#### AIM A
Count the lines in the listing below that contain the string "covered", treating uppercase and lowercase as different, and reply with only the number.

#### SELECTED TEXT
======

= Tom Degnan =

American actor

Tom Degnan (born September 24, 1982, in Bucks County, Pennsylvania) is an American actor. He is best known for his role on One Life to Live as Joey Buchanan from 2010 to 2011. He also appeared in As the World Turns in 2009 as Riley Morgan/Adam Munson. Additional appearances include Handsome Harry, alongside Steve Buscemi, and Little Miss Perfect, alongside Lilla Crawford. In 2013 he played the role of Fire Marshall Rick Kelly in the 10th episode of the 4th season of the CBS police procedural drama Blue Bloods in the episode "Mistaken Identity". He has also played roles in the TV shows Lipstick Jungle, Law & Order, The Unusuals, The Good Wife, White Collar, The Following, Magic City, Bones, Person of Interest, The Michael J. Fox Show, Madam Secretary, and The Sonnet Project. In 2013 he played the role of Chris Van Helsing in the made-for-TV movie Gothica and played the role of Matt in the 2014 made-for-TV movie Tin Man. In 2015 he played the role of Jim in the romance-drama film To Whom It May Concern and played the role of Tom in the short story drama film Seclusion. Degnan also had a recurring role on CBS' Limitless. He is a graduate of the MFA Acting program at Case Western Reserve University.

======

#### LISTING

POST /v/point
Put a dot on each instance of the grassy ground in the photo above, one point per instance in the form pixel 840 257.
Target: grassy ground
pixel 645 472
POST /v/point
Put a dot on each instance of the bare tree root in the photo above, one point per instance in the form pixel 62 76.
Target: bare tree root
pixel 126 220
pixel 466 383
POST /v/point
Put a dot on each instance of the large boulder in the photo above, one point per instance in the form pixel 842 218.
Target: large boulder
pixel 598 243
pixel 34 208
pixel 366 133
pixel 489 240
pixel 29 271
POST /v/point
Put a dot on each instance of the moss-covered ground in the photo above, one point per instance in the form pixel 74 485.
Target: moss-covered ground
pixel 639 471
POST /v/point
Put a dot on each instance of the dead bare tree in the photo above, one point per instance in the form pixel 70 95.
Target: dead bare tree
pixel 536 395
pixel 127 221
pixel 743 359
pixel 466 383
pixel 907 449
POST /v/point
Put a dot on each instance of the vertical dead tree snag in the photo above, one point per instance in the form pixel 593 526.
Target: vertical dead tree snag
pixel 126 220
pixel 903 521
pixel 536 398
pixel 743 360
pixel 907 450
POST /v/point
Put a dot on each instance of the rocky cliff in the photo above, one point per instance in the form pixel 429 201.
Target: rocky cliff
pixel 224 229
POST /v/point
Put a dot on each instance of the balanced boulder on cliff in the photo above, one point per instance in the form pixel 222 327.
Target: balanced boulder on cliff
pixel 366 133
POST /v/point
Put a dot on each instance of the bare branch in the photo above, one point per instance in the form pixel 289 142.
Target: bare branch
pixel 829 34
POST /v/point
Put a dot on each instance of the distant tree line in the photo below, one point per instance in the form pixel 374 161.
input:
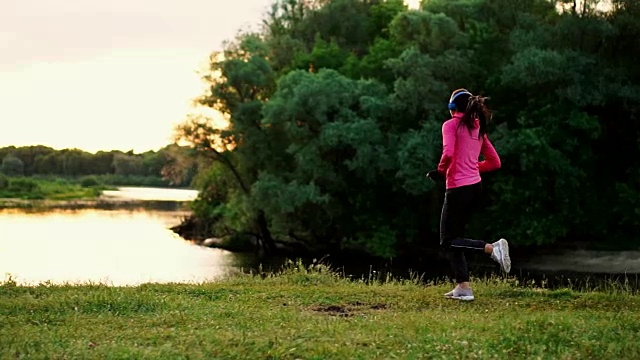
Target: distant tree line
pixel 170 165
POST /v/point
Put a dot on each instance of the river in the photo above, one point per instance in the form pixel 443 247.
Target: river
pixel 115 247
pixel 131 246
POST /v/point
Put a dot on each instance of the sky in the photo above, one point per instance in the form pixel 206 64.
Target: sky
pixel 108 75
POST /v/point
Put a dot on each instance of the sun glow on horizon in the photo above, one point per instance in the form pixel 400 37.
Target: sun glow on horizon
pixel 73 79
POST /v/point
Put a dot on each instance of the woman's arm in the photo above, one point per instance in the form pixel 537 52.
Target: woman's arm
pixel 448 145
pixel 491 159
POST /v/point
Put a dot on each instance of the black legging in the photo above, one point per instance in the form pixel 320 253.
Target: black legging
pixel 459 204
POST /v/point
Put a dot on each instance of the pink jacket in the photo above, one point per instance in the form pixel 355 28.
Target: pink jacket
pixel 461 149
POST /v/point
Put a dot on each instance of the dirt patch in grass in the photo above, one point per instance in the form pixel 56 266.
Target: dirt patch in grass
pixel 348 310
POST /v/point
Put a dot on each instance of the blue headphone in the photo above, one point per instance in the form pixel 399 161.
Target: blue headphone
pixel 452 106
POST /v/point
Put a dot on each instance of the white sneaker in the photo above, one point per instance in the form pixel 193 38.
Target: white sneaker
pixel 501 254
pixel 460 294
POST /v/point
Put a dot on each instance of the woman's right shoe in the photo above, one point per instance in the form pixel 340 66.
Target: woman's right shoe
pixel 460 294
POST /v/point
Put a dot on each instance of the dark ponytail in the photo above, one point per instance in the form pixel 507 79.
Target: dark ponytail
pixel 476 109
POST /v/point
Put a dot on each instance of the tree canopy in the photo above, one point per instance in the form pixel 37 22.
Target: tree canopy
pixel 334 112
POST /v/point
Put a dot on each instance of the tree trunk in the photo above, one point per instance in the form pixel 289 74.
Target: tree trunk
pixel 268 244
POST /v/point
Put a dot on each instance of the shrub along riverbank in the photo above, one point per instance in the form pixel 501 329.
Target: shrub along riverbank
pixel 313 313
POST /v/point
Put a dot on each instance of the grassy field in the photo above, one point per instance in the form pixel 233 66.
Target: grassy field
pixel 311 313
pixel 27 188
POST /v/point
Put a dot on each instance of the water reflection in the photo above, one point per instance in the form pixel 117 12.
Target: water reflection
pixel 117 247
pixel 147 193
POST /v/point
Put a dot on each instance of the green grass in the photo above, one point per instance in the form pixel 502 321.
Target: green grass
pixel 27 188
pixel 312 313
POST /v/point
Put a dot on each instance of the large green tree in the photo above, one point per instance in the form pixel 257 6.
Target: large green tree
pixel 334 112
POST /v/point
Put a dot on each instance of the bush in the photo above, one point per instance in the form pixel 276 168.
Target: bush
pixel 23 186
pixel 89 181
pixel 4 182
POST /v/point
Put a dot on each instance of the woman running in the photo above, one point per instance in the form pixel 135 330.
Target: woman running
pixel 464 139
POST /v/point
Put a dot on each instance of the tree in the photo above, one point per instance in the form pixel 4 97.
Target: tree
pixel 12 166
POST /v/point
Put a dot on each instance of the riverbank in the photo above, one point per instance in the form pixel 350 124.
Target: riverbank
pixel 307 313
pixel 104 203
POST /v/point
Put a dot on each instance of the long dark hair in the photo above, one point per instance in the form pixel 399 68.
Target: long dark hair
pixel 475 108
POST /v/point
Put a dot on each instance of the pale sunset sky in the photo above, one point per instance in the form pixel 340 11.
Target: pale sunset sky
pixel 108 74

======

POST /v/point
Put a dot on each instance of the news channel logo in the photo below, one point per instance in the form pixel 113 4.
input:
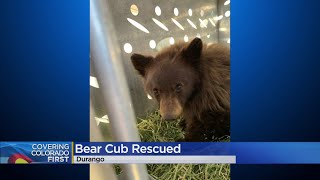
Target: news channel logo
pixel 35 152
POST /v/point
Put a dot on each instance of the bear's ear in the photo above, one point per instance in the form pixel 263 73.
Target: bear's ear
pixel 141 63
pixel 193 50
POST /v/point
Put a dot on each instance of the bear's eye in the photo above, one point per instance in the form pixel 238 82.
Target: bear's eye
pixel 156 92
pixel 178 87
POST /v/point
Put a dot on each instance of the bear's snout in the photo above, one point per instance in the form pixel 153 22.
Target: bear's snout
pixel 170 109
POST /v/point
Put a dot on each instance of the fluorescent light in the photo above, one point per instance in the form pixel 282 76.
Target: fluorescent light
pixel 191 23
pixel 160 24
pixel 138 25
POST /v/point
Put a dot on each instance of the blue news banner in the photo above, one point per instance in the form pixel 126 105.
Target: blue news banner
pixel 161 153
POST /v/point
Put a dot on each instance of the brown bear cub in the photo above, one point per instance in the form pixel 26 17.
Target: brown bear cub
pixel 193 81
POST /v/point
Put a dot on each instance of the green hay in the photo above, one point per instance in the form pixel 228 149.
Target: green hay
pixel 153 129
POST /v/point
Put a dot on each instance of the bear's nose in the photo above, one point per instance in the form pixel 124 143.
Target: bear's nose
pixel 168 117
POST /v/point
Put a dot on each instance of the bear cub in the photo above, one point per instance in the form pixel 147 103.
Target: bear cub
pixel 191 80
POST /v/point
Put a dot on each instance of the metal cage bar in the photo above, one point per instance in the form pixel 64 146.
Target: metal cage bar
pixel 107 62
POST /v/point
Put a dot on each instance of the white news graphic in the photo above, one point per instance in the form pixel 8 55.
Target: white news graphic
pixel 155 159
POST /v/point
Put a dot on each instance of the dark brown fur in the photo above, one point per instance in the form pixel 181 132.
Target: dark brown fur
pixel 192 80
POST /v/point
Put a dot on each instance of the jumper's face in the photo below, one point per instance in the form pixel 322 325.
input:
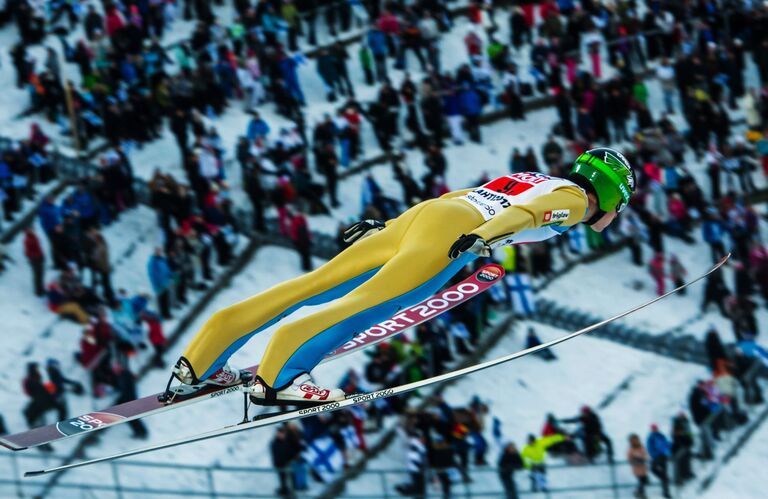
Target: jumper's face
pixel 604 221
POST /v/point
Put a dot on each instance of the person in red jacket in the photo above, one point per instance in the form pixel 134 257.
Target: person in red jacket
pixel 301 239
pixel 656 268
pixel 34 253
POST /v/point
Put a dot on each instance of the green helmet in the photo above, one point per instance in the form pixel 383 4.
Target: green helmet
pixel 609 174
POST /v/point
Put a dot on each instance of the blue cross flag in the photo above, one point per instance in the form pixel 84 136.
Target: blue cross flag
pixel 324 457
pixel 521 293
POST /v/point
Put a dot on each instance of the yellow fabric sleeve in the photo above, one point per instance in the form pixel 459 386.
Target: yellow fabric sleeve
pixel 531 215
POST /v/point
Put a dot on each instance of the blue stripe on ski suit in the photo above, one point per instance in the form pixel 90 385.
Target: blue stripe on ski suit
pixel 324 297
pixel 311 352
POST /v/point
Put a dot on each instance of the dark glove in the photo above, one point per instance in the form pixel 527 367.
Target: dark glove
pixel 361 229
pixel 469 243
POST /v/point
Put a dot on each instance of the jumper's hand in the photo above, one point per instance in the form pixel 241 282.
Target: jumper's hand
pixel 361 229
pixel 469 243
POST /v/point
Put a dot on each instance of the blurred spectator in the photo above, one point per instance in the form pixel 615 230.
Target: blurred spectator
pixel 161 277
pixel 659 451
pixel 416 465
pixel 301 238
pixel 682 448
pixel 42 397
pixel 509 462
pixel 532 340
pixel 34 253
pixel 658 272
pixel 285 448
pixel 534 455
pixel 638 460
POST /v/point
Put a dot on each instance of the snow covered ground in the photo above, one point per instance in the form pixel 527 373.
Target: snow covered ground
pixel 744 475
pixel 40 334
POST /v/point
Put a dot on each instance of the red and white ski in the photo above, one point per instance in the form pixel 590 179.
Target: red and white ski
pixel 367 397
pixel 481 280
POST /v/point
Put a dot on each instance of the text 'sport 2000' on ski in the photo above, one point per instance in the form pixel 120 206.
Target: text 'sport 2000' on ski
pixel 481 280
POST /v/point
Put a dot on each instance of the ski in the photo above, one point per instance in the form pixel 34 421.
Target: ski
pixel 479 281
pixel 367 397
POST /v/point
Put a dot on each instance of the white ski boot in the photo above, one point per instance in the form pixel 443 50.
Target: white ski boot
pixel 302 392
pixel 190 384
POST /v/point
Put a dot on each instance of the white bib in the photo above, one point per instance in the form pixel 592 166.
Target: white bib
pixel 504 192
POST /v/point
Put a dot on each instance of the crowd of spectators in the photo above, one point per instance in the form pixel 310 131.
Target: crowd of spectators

======

#### AIM B
For each statement about the Tom Degnan text, answer yes or no and quote the words from the text that decide it: (i) Degnan was born in Bucks County, Pennsylvania. (ii) Degnan played Joey Buchanan on As the World Turns. (iii) Degnan played Jim in the film Seclusion.

#### FULL OUTPUT A
4

#### FULL OUTPUT B
(i) Yes: "born September 24, 1982, in Bucks County, Pennsylvania"
(ii) No: "He is best known for his role on One Life to Live as Joey Buchanan from 2010 to 2011."
(iii) No: "played the role of Tom in the short story drama film Seclusion"